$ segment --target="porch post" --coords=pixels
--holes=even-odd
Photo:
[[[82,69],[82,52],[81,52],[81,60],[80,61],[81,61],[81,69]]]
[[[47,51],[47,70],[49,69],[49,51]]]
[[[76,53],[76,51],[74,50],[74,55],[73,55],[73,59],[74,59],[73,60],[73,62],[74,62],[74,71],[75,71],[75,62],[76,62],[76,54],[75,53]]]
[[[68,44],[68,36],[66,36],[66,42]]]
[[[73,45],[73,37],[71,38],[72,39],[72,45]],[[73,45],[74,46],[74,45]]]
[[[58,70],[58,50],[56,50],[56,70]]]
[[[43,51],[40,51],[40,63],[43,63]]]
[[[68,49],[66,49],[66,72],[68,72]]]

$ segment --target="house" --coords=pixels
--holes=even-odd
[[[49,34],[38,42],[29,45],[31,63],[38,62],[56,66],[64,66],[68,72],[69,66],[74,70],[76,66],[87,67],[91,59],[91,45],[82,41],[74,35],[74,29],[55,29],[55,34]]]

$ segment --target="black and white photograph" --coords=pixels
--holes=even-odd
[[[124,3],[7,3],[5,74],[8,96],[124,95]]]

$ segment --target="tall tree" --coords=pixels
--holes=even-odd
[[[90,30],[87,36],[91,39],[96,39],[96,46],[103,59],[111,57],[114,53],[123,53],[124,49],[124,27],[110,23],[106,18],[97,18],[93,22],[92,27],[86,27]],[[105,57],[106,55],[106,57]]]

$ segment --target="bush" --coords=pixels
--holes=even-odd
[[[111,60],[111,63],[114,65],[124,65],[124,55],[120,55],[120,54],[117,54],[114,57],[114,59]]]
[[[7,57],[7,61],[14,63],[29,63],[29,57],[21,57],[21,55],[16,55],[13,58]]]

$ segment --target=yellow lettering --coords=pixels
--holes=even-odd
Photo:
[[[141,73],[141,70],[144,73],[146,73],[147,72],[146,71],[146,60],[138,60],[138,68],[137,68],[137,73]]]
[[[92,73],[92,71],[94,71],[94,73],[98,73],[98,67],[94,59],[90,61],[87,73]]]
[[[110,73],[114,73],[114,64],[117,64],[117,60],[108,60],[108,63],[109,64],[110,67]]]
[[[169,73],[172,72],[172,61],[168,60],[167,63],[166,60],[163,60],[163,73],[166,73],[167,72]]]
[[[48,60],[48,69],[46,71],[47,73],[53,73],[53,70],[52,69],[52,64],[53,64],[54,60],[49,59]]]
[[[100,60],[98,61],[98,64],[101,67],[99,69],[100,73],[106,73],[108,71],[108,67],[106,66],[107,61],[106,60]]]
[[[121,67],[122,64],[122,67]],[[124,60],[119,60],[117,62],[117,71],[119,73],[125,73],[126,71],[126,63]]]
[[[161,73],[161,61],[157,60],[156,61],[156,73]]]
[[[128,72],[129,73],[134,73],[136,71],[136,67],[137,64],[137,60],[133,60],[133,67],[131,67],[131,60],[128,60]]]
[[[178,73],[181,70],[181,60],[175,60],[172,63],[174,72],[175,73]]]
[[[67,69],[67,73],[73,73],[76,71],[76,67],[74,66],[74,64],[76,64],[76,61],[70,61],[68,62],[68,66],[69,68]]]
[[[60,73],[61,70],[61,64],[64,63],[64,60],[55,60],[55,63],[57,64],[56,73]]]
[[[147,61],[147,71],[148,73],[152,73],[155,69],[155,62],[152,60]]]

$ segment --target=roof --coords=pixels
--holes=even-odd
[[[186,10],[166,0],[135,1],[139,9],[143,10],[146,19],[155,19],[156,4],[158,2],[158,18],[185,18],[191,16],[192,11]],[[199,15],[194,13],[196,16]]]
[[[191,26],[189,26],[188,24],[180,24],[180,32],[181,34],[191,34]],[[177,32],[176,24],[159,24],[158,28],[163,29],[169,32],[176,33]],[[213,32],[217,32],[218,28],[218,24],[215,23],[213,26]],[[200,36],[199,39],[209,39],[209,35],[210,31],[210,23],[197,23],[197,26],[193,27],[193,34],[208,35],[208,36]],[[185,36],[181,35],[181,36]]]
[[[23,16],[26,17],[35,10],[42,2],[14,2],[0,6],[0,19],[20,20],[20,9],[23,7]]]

=======

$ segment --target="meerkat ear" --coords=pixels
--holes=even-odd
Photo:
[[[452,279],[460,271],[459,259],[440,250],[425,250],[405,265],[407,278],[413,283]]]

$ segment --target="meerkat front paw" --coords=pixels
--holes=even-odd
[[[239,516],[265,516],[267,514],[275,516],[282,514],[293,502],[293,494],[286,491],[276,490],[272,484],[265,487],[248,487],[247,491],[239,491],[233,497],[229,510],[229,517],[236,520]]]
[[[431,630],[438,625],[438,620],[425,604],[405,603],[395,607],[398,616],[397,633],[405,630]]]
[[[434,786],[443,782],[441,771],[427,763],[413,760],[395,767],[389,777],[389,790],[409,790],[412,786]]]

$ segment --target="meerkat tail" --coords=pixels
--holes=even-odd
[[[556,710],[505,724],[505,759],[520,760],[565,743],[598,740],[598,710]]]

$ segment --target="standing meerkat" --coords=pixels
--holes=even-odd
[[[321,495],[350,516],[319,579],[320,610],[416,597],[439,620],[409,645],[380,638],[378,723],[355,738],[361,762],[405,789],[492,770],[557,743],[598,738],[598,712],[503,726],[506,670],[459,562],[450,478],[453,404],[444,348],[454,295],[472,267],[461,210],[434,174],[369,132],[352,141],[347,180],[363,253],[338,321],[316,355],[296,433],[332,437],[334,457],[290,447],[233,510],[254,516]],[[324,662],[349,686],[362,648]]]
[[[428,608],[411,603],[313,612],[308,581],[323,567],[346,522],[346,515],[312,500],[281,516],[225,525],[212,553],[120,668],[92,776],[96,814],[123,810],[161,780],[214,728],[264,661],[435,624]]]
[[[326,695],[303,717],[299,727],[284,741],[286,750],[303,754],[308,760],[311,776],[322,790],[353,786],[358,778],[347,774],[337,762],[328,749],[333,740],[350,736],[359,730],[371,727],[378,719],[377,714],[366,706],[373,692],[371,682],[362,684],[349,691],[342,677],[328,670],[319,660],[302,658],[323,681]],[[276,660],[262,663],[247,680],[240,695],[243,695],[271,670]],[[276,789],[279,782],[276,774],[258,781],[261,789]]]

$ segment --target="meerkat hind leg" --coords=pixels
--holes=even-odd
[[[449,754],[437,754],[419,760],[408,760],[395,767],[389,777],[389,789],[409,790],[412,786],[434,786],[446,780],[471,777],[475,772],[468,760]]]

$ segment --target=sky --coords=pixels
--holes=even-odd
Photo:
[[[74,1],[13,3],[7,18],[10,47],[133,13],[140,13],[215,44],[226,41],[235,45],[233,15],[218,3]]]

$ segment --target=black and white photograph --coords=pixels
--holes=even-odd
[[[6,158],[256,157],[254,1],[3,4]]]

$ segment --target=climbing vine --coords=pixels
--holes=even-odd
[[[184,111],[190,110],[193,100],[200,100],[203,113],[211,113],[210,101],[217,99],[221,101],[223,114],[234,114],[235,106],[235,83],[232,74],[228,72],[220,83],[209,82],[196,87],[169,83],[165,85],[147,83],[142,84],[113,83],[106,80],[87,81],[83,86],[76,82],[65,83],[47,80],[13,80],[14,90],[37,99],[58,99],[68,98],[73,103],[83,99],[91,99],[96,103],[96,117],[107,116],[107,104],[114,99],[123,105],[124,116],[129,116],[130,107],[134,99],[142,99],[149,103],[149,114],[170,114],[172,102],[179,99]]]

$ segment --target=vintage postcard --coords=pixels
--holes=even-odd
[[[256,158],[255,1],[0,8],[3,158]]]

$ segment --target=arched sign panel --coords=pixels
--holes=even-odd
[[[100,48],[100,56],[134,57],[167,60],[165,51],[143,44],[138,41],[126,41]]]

=======

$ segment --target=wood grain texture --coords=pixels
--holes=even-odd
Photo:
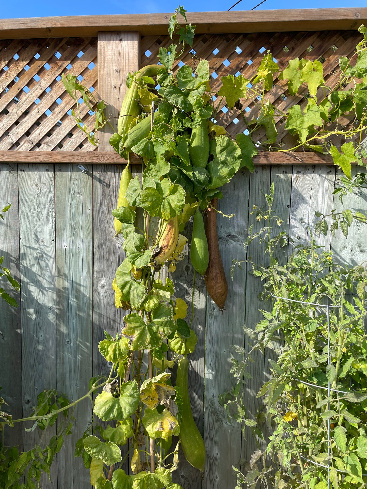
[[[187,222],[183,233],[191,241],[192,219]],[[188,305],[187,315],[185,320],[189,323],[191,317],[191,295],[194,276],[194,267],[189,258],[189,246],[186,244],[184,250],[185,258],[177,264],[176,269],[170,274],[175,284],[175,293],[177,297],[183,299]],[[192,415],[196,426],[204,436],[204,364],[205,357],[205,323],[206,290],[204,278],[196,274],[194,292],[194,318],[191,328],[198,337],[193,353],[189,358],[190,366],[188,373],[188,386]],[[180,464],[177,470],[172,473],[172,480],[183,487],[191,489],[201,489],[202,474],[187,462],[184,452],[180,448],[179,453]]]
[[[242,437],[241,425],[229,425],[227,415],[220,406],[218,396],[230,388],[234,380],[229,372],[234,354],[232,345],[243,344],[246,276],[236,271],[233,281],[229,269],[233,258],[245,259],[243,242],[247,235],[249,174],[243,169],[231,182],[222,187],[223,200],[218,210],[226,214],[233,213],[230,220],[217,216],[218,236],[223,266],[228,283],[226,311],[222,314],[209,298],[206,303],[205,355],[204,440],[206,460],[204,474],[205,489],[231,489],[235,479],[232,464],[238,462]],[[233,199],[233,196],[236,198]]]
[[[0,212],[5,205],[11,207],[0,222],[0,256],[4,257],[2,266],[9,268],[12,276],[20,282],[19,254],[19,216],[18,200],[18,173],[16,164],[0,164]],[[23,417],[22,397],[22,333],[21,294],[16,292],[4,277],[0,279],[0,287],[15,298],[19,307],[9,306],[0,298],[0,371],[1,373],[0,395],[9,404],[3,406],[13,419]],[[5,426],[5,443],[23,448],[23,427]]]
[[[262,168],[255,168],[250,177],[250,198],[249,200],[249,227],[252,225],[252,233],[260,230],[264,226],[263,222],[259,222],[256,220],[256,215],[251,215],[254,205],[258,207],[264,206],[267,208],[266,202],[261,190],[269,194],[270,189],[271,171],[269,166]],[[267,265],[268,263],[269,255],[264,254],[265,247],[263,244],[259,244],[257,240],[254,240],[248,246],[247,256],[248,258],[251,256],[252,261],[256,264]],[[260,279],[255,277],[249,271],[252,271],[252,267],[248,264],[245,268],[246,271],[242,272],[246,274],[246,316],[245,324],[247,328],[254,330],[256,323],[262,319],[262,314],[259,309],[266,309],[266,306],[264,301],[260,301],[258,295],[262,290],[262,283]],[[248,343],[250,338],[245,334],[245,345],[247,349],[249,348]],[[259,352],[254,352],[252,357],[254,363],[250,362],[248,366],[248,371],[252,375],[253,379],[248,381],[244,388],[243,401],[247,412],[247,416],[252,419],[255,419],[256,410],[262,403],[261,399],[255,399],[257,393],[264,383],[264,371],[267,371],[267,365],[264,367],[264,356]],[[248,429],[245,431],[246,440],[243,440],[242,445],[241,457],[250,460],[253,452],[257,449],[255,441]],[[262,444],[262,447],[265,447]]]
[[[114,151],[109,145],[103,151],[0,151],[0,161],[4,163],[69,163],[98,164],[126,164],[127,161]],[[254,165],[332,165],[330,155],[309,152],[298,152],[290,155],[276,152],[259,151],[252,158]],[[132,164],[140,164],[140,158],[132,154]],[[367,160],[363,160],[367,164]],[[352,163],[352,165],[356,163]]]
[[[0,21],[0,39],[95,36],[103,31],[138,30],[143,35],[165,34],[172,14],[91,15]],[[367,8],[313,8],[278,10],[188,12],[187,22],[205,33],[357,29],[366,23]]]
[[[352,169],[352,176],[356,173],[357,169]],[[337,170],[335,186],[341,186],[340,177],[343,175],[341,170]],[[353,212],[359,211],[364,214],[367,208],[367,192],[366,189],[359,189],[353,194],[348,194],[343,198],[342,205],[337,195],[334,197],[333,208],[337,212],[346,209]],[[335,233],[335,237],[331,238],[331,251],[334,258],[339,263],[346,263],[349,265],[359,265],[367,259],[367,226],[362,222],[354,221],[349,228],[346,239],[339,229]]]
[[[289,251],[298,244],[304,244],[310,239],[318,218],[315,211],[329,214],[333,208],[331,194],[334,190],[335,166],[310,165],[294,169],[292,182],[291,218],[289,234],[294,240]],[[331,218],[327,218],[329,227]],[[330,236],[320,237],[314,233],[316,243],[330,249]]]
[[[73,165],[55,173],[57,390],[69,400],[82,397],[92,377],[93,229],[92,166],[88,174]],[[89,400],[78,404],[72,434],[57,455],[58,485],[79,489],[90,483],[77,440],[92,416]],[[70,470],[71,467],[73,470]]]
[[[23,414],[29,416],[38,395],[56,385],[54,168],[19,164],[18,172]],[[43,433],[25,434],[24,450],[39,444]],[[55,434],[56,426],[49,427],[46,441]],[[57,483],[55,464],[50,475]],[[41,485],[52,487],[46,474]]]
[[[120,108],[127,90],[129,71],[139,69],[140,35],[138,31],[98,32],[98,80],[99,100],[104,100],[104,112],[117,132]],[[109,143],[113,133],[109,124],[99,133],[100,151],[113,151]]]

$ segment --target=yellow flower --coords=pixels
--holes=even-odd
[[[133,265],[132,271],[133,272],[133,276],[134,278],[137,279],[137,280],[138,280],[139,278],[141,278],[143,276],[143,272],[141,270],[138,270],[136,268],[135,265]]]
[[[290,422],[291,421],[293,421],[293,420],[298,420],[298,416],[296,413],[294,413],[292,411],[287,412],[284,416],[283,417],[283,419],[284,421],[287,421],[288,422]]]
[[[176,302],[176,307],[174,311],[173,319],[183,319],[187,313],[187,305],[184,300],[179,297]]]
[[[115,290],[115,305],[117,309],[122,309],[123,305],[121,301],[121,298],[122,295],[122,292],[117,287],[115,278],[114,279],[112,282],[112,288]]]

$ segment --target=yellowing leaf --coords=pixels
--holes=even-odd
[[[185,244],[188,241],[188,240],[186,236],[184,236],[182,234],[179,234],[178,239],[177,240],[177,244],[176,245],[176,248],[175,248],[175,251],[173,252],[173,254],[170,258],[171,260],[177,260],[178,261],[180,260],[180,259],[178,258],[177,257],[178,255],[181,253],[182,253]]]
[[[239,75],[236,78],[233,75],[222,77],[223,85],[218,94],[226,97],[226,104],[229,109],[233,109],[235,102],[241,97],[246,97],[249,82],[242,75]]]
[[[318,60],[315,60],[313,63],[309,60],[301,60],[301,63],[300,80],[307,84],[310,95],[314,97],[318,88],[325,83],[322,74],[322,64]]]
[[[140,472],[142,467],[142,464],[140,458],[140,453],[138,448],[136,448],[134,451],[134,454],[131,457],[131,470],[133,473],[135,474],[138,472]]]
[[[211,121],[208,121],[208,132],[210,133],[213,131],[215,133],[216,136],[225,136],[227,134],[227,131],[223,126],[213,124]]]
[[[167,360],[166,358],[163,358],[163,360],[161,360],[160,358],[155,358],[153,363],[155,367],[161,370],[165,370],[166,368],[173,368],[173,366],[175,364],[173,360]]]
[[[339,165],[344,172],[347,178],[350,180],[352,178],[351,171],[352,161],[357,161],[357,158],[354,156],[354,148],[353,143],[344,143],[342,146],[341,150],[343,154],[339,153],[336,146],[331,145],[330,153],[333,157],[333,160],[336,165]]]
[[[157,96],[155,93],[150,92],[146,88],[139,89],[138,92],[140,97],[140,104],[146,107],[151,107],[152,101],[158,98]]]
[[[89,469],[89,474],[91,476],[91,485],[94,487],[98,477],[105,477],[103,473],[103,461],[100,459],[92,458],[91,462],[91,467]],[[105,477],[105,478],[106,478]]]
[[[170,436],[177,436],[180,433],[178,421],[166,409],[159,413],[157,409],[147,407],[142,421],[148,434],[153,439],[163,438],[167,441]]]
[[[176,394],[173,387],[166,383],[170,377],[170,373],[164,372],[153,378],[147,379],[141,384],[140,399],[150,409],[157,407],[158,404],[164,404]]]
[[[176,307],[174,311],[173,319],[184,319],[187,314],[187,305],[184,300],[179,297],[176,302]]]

=======

■ Exercise goal
Please put the stretch of the data from the line containing "white photograph --coords=pixels" through the line containing "[[[6,158],[256,157],[254,1],[3,4]]]" into a Markdown table with the columns Row and Line, skipping blank lines.

■ Response to the task
| Row | Line |
|---|---|
| 1 | $ segment --target=black and white photograph --coords=pixels |
| 2 | --holes=even-odd |
| 3 | [[[6,158],[256,157],[254,1],[3,4]]] |